TASK TO CARRY OUT »
Write the records below out in full, character for character, with no pictures.
━━━━━━━━━━━━━━━━
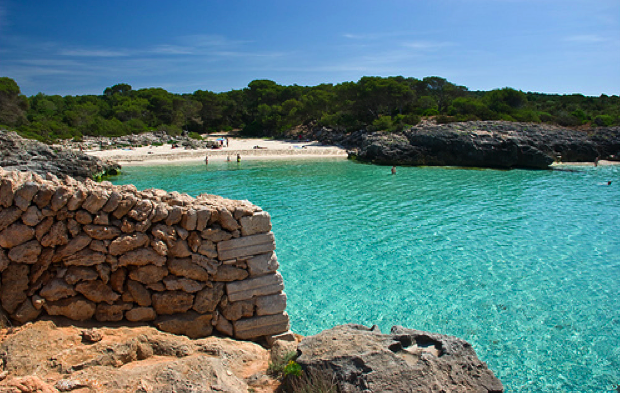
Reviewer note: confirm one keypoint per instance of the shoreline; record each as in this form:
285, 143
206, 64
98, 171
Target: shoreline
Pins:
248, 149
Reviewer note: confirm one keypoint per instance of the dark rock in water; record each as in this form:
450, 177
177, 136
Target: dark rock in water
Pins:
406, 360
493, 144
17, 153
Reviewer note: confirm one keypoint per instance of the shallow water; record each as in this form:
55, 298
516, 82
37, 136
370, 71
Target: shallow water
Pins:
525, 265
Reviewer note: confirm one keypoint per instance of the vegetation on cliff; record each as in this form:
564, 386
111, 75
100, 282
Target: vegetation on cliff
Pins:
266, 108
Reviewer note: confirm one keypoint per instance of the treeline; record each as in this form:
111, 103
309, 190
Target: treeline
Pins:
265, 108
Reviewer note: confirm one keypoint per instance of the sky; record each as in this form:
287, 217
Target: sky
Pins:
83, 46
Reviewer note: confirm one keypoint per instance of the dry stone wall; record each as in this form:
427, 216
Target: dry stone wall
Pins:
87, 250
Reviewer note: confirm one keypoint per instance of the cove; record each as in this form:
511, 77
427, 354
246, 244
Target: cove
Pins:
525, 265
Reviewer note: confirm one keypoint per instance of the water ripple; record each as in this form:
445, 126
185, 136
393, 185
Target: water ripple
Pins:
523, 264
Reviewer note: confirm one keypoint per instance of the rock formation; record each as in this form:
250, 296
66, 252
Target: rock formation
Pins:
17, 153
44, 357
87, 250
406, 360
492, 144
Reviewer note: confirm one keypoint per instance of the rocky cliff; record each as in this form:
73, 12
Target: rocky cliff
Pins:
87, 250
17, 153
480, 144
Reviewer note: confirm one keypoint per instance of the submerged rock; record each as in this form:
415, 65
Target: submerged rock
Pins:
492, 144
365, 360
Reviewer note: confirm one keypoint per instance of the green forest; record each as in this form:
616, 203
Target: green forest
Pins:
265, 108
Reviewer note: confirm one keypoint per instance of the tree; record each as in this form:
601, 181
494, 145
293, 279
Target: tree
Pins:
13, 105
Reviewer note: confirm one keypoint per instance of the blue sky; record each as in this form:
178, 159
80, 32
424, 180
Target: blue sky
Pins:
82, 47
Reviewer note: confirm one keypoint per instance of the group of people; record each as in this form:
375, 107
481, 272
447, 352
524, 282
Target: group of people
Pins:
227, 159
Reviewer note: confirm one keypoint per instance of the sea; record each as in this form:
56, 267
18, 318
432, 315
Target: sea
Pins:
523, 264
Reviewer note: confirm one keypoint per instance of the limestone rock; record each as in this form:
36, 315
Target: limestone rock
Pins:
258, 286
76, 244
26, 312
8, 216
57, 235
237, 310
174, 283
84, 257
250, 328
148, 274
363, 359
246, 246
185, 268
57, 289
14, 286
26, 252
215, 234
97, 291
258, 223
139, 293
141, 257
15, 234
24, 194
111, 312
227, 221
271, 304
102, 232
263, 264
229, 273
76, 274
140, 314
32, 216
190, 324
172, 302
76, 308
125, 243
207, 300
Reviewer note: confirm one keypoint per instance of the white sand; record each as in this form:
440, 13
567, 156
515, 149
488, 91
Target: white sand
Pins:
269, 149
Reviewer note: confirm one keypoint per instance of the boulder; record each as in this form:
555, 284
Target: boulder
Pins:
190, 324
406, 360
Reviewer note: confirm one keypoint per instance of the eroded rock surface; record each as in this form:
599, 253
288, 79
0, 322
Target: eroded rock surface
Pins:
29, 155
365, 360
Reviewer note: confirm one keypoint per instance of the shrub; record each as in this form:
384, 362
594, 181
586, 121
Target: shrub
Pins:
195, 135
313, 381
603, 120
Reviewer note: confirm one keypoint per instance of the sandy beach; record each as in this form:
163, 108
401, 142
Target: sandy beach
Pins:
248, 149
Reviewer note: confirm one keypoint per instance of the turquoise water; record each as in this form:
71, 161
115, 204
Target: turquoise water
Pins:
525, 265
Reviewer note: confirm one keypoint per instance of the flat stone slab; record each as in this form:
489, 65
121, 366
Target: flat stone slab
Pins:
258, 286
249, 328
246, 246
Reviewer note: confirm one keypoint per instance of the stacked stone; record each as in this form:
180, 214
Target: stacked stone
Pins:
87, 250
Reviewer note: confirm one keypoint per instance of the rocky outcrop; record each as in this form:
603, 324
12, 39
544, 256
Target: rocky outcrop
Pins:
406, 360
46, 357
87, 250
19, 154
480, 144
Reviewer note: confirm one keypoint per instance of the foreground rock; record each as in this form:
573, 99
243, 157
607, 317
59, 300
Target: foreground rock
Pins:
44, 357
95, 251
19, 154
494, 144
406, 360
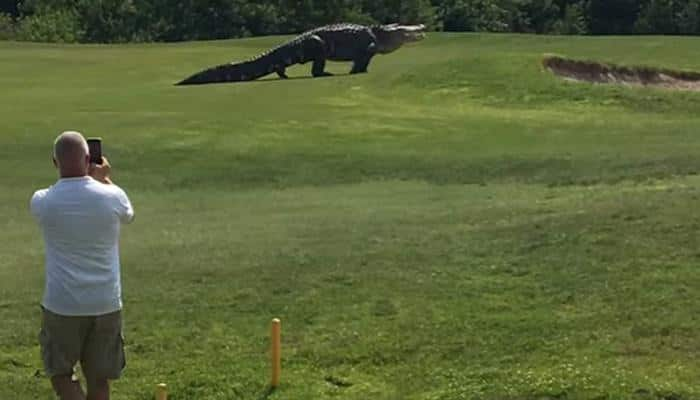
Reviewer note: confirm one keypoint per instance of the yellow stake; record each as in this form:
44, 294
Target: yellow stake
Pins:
━━━━━━━━━━━━━━━━
RESPONSE »
Reviewer note: confirm one keypoint per instance of the shoreline; record each as in this form:
285, 143
206, 64
98, 171
Target: shoreline
Pins:
248, 149
Reviewer note: confirm one keypoint per instance of the dark rock in water; record each as in this form:
450, 177
177, 136
Target: dark rock in water
Pins:
406, 360
493, 144
17, 153
Reviewer note: confirm one keypoint per instance of the shallow water; record each as in this form:
55, 298
516, 82
37, 136
370, 71
Target: shallow water
Pins:
525, 265
Reviewer note: confirm one keypoint per instance of the vegetation on cliff; record each as in this form:
564, 386
111, 75
100, 282
Target: vegetation on cliff
Pins:
266, 108
Reviewer note: confirm one keypoint per instance of the treeline; record each as in this form:
111, 103
309, 190
Target: treeline
Pins:
265, 108
Reviewer note: confirm one keypoint per instance of the sky; record each as in this form:
287, 217
Target: sky
Pins:
83, 46
Reviewer note: confirm one keypoint per instance of the dry stone wall; record each as in this form:
427, 216
Target: dry stone wall
Pins:
87, 250
Reviewer note: confirm one keypoint per instance of the cove; record each as in this form:
511, 77
427, 354
246, 244
Target: cove
Pins:
525, 265
Reviewer note: confirm one keypoint per instance of the water ripple; record each as in this form:
445, 126
185, 136
393, 185
Target: water ripple
Pins:
523, 264
Reviewer note: confirm one keypoint per instance of the rock formation; record each as in this form:
250, 296
66, 252
Target: rock formation
Pins:
17, 153
44, 357
87, 250
406, 360
492, 144
Reviewer note: confirm one keypoint per instance of the rocky cliff; record each as in this form:
73, 12
Target: rocky cliff
Pins:
87, 250
17, 153
480, 144
Reviewer note: confirm one keypoint per instance of the submerged rock; record each as in this form:
415, 65
Target: submerged rock
Pins:
492, 144
365, 360
Reviewer note: confirm one keypoint per instance of the green forest; record each as in this form:
616, 203
Target: green forest
Pins:
265, 108
Reviewer note: confirm one keypoint per instance of the tree; record each as in this form:
601, 181
494, 145
293, 279
Target: tree
Pins:
13, 105
Reviewer note: confirm one keypoint per instance of the blue sky; record each as in this form:
178, 159
80, 32
424, 180
Target: blue sky
Pins:
82, 47
Reviewer note: confirm one keypoint per instance of the group of people; record each as in this form:
375, 107
481, 272
447, 352
524, 282
Target: group of people
Pins:
227, 159
Reviewer note: confirm one keypoint per instance of the sea; record each as in this form:
56, 267
18, 318
432, 315
Target: sea
Pins:
523, 264
Reviewer note: confirm one keypoint per instance of the limestone rock; record each as in this form:
36, 315
Target: limestone rock
Pins:
258, 286
76, 244
26, 312
8, 216
57, 235
237, 310
174, 283
84, 257
250, 328
148, 274
363, 359
246, 246
185, 268
57, 289
14, 286
26, 252
215, 234
97, 291
258, 223
139, 293
141, 257
15, 234
24, 194
111, 312
227, 221
271, 304
102, 232
263, 264
229, 273
76, 274
140, 314
32, 216
190, 324
172, 302
76, 308
125, 243
207, 300
Reviewer note: confirm one keypoint per instance of the white sand; record each as in this form:
440, 13
567, 156
515, 149
488, 91
Target: white sand
Pins:
269, 149
Reviewer note: confirm one keypoint per instance of the boulder; record each as in this form:
555, 284
Target: boulder
Pins:
190, 324
406, 360
Reviewer note: confirm one keypoint per instance of the eroded rock surface; record each as in this form:
599, 253
288, 79
0, 322
Target: eroded rock surface
Pins:
29, 155
365, 360
Reviewer note: confirm one keypoint per instance of the shrub; record each as in this form:
384, 362
594, 181
586, 121
Target: shrub
Pins:
195, 135
313, 381
603, 120
Reviewer note: confirm one keypoint per instance of the sandy beach; record each as in this form:
163, 108
401, 142
Target: sandy beach
Pins:
248, 149
Reviewer note: confirm one keypoint per instance of the turquoise water; record each as in this form:
71, 161
115, 204
Target: turquoise water
Pins:
525, 265
Reviewer note: confirm one keypoint per instance of the flat stone slab; record each as in this form:
489, 65
121, 366
Target: flat stone slab
Pins:
258, 286
249, 328
246, 246
Reviewer note: confirm one keypoint per instance of the stacked stone; record each as in this form:
180, 214
Target: stacked stone
Pins:
87, 250
Reviewer note: confirm one keypoint per instance of the rocky outcrop; record each as in this form:
603, 324
12, 39
544, 256
Target: rocky outcrop
Pins:
406, 360
46, 357
87, 250
19, 154
480, 144
Reviewer note: confirm one keypoint per instance of the foreground rock; record each as in this form:
573, 99
243, 157
607, 317
59, 300
Target: foreground rock
Pins:
44, 357
95, 251
19, 154
494, 144
406, 360
Reviewer note: confirm one keypoint per instance of the yellow stake; record each as in this form:
44, 294
Target: yellow stake
Pins:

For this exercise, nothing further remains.